# Trecho:

Tribunal de Contas da União condenou ex-dirigentes e banco a multas milionárias por investimentos errados
O caso é tão tormentoso que nada menos que 62 advogados chegaram a atuar
formalmente para evitar que o Tribunal de Contas da União (TCU), em
Brasília, punisse o Postalis, o fundo de pensão dos funcionários dos Correios,
por uma sucessão de decisões desastrosas em investimentos que levaram
pensionistas ligados à estatal a amargar centenas de milhões de reais em
prejuízo.
No fim de julho, em apenas um dos mais de dez casos que tramitam no TCU
sobre possíveis irregularidades nos Correios e na caixa de previdência dos
funcionários, a Corte de Contas condenou o banco BNY Mellon, que
administrava um fundo de investimentos, a um débito de cerca de 1 bilhão de
reais por aplicações consideradas imprudentes feitas na época em que Antônio
Carlos Conquista, indicado pelo governo de Dilma Rousseff, comandava o Postalis
VEJA teve acesso aos detalhes da auditoria que não só apontou o caos no trato do
dinheiro dos pensionistas como às conclusões da Corte, que impôs multa
adicional de 90 milhões de reais para o ex-dirigente, mais 37 milhões um ex auxiliar seu que atuava na Diretoria Financeira e outros 180 milhões de reais para o BNY Mellon.
O caso envolve especificamente aportes em um fundo de investimentos
multimercado chamado Serengeti e trata de identificar a parcela de
responsabilidade dos dirigentes do Postalis na aplicação dos recursos.
É apenas mais um no cenário de grave crise financeira que atingiu o fundo de pensão, que
viu o resultado do Plano de Benefício Definido (PBD) saltar de um déficit de 1,34
bilhão de reais em 2010 para mais de 6,77 bilhões de reais em 2015.
O desequilíbrio financeiro é tamanho que o Postalis acionou sucessivos planos de
equacionamento do déficit, que preveem contribuições adicionais dos
pensionistas até 2039 para tapar o rombo.
O fundo Serengeti foi constituído em 2008 para alocar valores do Plano de
Benefício Definido. Tempos depois, a gestão e operacionalização do fundo foram
terceirizadas para o BNY Mellon.

# Objetivo da tarefa:
Escreva a continuação da reportagem sobre o Postalis, começando logo após a última frase apresentada.

# Entradas de imagem com regiões nomeadas:
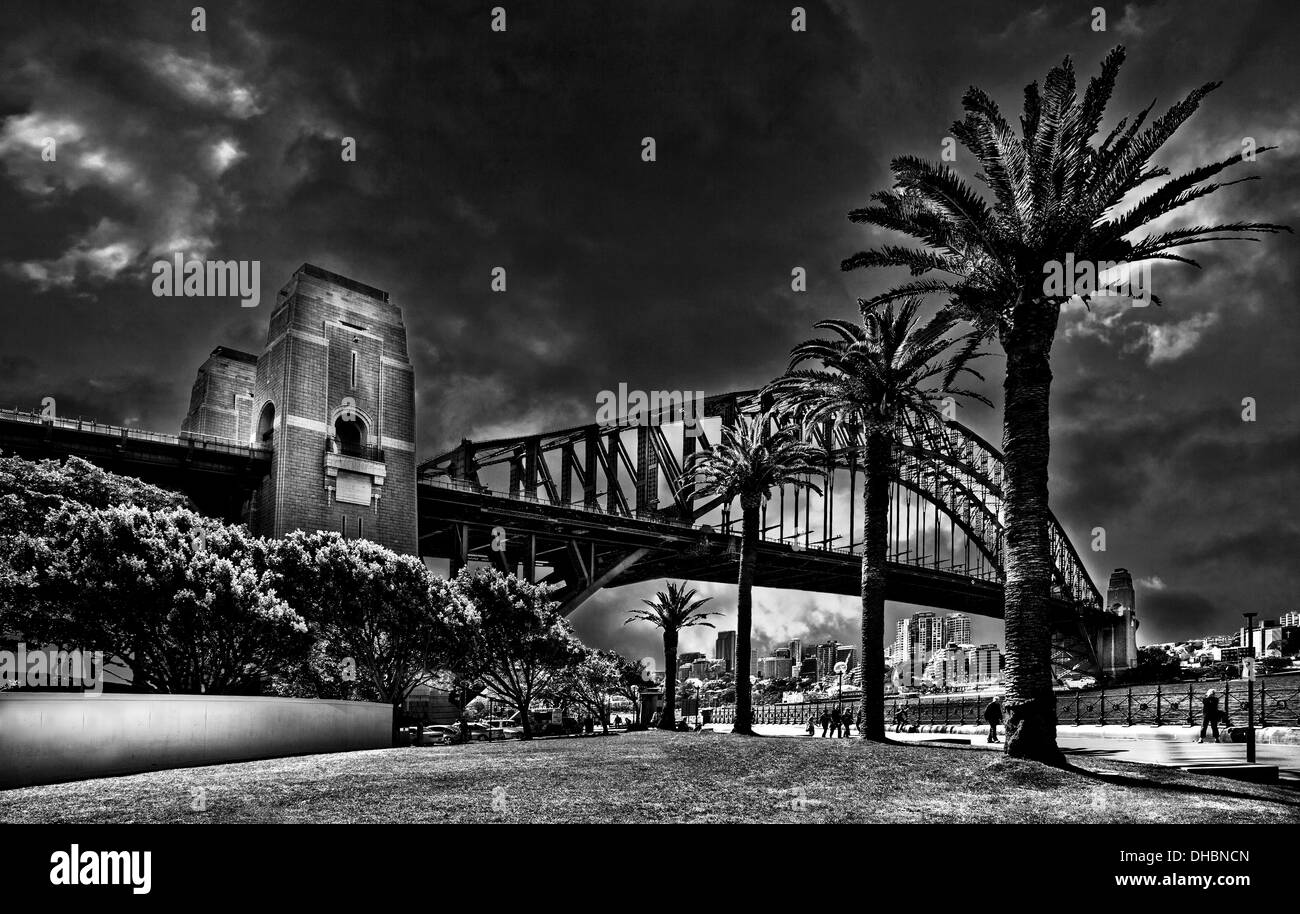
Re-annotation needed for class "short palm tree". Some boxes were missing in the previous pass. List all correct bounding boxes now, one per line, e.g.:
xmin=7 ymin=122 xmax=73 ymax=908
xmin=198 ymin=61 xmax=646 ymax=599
xmin=623 ymin=581 xmax=719 ymax=729
xmin=767 ymin=298 xmax=988 ymax=741
xmin=683 ymin=413 xmax=823 ymax=733
xmin=842 ymin=42 xmax=1290 ymax=764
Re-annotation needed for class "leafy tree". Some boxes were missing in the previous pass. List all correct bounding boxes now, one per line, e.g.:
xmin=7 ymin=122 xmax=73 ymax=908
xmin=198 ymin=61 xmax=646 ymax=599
xmin=768 ymin=298 xmax=988 ymax=742
xmin=623 ymin=581 xmax=719 ymax=729
xmin=683 ymin=413 xmax=823 ymax=735
xmin=452 ymin=568 xmax=581 ymax=740
xmin=3 ymin=503 xmax=307 ymax=694
xmin=0 ymin=455 xmax=190 ymax=618
xmin=553 ymin=649 xmax=624 ymax=733
xmin=842 ymin=48 xmax=1290 ymax=764
xmin=270 ymin=530 xmax=475 ymax=742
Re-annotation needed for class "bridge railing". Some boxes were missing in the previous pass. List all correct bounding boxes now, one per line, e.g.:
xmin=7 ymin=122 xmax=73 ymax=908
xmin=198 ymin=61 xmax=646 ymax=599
xmin=712 ymin=675 xmax=1300 ymax=732
xmin=420 ymin=475 xmax=722 ymax=525
xmin=0 ymin=408 xmax=269 ymax=455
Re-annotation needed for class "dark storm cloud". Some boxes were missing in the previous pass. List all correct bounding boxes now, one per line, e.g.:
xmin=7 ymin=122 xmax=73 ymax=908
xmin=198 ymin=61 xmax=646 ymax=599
xmin=0 ymin=0 xmax=1300 ymax=653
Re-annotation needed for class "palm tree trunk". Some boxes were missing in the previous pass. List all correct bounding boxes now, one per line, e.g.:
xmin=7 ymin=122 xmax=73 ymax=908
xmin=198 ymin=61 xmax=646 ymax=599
xmin=732 ymin=495 xmax=762 ymax=736
xmin=659 ymin=628 xmax=677 ymax=729
xmin=859 ymin=432 xmax=893 ymax=742
xmin=1002 ymin=300 xmax=1065 ymax=766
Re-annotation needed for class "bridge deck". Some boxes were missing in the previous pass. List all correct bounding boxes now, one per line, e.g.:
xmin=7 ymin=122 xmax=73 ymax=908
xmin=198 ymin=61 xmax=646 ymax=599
xmin=419 ymin=478 xmax=1078 ymax=619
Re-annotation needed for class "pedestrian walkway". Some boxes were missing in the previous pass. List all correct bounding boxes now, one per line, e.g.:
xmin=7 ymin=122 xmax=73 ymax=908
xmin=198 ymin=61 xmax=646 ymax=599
xmin=706 ymin=724 xmax=1300 ymax=787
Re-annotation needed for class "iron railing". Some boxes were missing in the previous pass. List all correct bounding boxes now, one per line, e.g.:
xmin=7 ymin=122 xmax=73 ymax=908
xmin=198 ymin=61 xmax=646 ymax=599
xmin=0 ymin=408 xmax=269 ymax=455
xmin=712 ymin=676 xmax=1300 ymax=727
xmin=329 ymin=437 xmax=384 ymax=463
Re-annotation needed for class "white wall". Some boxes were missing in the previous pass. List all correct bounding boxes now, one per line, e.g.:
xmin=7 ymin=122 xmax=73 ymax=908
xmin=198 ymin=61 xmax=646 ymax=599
xmin=0 ymin=692 xmax=393 ymax=788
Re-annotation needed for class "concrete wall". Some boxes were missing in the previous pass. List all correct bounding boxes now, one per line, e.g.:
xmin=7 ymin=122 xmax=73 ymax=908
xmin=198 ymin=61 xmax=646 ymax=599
xmin=0 ymin=693 xmax=393 ymax=788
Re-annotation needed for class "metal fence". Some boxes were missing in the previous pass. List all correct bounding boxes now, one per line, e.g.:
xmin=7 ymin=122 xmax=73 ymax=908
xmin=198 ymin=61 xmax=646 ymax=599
xmin=712 ymin=676 xmax=1300 ymax=727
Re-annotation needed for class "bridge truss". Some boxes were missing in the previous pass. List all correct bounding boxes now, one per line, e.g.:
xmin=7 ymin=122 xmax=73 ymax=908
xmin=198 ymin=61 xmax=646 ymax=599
xmin=419 ymin=391 xmax=1109 ymax=670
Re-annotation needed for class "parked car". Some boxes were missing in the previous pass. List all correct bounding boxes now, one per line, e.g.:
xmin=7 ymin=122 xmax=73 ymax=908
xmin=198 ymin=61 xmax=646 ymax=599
xmin=485 ymin=718 xmax=524 ymax=740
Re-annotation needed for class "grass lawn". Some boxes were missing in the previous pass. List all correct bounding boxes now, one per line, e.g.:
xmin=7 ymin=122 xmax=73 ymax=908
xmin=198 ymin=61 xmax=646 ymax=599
xmin=0 ymin=732 xmax=1300 ymax=823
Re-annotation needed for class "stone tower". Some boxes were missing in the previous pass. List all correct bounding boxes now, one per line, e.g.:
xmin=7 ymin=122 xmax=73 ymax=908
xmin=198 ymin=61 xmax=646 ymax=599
xmin=1093 ymin=568 xmax=1138 ymax=676
xmin=185 ymin=264 xmax=416 ymax=554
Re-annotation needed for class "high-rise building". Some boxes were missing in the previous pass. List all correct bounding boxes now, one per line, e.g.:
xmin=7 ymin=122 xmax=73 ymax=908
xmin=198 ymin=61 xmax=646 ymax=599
xmin=941 ymin=612 xmax=971 ymax=646
xmin=910 ymin=612 xmax=944 ymax=658
xmin=924 ymin=642 xmax=975 ymax=689
xmin=816 ymin=641 xmax=840 ymax=676
xmin=714 ymin=632 xmax=736 ymax=672
xmin=967 ymin=645 xmax=1002 ymax=686
xmin=758 ymin=657 xmax=790 ymax=679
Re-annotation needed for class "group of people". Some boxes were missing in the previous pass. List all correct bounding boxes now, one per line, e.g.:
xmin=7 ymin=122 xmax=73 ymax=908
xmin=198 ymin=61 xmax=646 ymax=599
xmin=807 ymin=707 xmax=862 ymax=738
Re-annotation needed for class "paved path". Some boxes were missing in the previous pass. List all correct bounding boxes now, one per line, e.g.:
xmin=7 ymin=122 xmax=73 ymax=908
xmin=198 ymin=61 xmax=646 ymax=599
xmin=707 ymin=724 xmax=1300 ymax=785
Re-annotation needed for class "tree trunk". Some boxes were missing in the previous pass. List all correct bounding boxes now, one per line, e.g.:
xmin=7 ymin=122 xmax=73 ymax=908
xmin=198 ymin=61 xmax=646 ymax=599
xmin=659 ymin=629 xmax=677 ymax=729
xmin=1002 ymin=300 xmax=1065 ymax=766
xmin=519 ymin=701 xmax=533 ymax=740
xmin=732 ymin=495 xmax=762 ymax=736
xmin=858 ymin=432 xmax=893 ymax=742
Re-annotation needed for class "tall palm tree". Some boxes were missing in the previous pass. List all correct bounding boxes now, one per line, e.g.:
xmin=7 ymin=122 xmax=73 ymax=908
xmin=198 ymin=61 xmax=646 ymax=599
xmin=842 ymin=48 xmax=1290 ymax=764
xmin=768 ymin=298 xmax=988 ymax=741
xmin=683 ymin=413 xmax=823 ymax=735
xmin=623 ymin=581 xmax=720 ymax=729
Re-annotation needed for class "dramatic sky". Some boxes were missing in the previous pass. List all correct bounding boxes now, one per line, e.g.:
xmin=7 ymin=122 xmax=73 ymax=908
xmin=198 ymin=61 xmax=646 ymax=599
xmin=0 ymin=0 xmax=1300 ymax=655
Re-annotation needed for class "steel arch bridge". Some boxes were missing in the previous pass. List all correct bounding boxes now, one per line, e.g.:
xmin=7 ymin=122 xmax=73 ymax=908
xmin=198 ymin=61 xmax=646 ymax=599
xmin=417 ymin=390 xmax=1113 ymax=671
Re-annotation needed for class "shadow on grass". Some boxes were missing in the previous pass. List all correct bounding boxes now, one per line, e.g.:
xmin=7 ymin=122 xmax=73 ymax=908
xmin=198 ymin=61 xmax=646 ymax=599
xmin=1065 ymin=762 xmax=1300 ymax=809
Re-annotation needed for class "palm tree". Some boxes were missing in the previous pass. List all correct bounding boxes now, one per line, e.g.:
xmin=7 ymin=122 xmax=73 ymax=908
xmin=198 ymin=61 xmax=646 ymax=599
xmin=683 ymin=413 xmax=823 ymax=735
xmin=623 ymin=581 xmax=720 ymax=729
xmin=842 ymin=48 xmax=1290 ymax=764
xmin=768 ymin=298 xmax=988 ymax=741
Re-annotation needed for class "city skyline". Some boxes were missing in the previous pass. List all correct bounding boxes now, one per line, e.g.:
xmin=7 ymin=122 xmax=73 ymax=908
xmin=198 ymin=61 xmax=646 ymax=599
xmin=0 ymin=3 xmax=1300 ymax=655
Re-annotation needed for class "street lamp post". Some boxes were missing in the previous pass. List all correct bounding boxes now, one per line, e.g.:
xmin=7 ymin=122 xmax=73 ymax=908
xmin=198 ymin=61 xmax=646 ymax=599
xmin=1242 ymin=612 xmax=1257 ymax=764
xmin=835 ymin=660 xmax=849 ymax=719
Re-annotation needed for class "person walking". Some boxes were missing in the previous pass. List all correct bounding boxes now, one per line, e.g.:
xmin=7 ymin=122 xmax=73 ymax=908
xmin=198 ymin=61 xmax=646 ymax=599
xmin=894 ymin=705 xmax=907 ymax=733
xmin=984 ymin=696 xmax=1002 ymax=742
xmin=1196 ymin=689 xmax=1219 ymax=742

# Resposta:
O Serengeti adquiria cotas de um segundo fundo, que, por sua vez, investia em
outros, chegando até um quarto nível de alocação na carteira. Com decisões
erradas na aplicação dos valores e, nas palavras do TCU, “uma carteira de
investimentos que violava frontalmente o pilar que deveria reger toda a sua
atividade”, a caixa de previdência amargou um prejuízo milionário.
De acordo com o Tribunal de Contas, o Serengeti apresentava um retorno médio
anual inferior a 5%, com um risco próximo a 6%. Também se constatou que o
fundo rendia menos do que títulos públicos.
Para tentar medir em números o tamanho do prejuízo, o TCU adotou uma
metodologia conhecida como “carteira ótima”, que a partir de algoritmos analisa
dados históricos de risco e retorno públicos disponíveis na época da potencial
irregularidade e os compara com um universo de mais de dez mil fundos de
investimento.
O resultado foi um débito de mais de 450 milhões de reais em valores históricos.
Corrigidos, foi o que levou o tribunal a penalizar o BNY Mellon em cerca de 1
bilhão de reais.
Para o tribunal, não só o BNY, mas também Conquista e Ricardo Oliveira
Azevedo, que ocupou o cargo de Diretor Financeiro do Postalis entre 2012 e 2013,
devem ser responsabilizados.
“O que os autos revelam, em última análise, não é um mero insucesso de investimento, mas a crônica de um prejuízo anunciado, fruto de uma falha sistêmica e inescusável de governança. A gestão temerária dos ativos, perpetrada por quem tinha o dever contratual de zelar por eles, floresceu em um ambiente de supervisão omissa por parte daqueles a quem os participantes do plano confiaram a guarda final de seus recursos”, escreveu o
relator do caso no TCU, ministro Bruno Dantas.
“O que se viu foi que a terceirização, que deveria ser um instrumento para agregar especialização e segurança, converteu-se em um véu para diluir responsabilidades e permitir o descalabro”, completou.
Em defesa apresentada ao tribunal, todos negaram responsabilidades pelos
prejuízos. Uma ação em tramitação no Supremo Tribunal Federal (STF) questiona a
competência do TCU para julgar casos que envolvem entidades fechadas de
previdência complementar.
Embora sucessivas decisões monocráticas do STF garantam aval à Corte de Contas, em boa parte é neste aspecto que fundos de pensão se apegam para evitar condenações como a do caso Postalis.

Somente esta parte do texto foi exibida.